== ANWEISUNG ==
Übernimm aus den folgenden Einträgen jede Zeile, in der das Wort „yellow“ vorkommt. Achte dabei auf Groß- und Kleinschreibung.

== EINTRÄGE ==
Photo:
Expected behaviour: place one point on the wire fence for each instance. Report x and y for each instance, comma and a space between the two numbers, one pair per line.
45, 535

...

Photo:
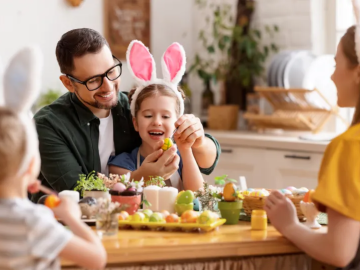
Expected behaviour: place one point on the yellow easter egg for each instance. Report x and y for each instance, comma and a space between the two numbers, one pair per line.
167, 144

---

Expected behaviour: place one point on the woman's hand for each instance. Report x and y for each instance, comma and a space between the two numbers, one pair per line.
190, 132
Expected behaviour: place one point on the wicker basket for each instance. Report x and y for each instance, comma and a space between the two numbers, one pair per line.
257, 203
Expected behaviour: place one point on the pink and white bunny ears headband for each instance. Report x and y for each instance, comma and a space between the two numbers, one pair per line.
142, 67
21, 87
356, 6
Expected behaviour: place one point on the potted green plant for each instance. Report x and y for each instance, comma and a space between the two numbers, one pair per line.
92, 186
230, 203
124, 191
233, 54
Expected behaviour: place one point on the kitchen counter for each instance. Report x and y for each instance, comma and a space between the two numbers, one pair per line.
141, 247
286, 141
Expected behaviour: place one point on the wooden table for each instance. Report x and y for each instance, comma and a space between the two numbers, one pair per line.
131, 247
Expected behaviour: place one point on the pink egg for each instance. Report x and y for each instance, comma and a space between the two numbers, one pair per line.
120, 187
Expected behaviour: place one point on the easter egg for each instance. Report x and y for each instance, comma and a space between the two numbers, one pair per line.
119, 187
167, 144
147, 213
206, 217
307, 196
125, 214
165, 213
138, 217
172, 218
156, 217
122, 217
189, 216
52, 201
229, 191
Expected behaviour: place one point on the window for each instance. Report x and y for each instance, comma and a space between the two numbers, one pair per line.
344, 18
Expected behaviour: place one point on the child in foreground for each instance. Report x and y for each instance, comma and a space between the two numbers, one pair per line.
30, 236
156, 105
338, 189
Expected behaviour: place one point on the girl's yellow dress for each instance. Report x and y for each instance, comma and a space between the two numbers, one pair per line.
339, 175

== VOLLSTÄNDIGE ANTWORT ==
Expected behaviour: place one point on the yellow easter egg for each instance. Report x and y for each instance, comma and a space between the two numbers, one pair per line.
Expected behaviour: place one point on the girl's yellow dress for each instance. Report x and y for each instance, comma and a space between the two numbers, one pair per line.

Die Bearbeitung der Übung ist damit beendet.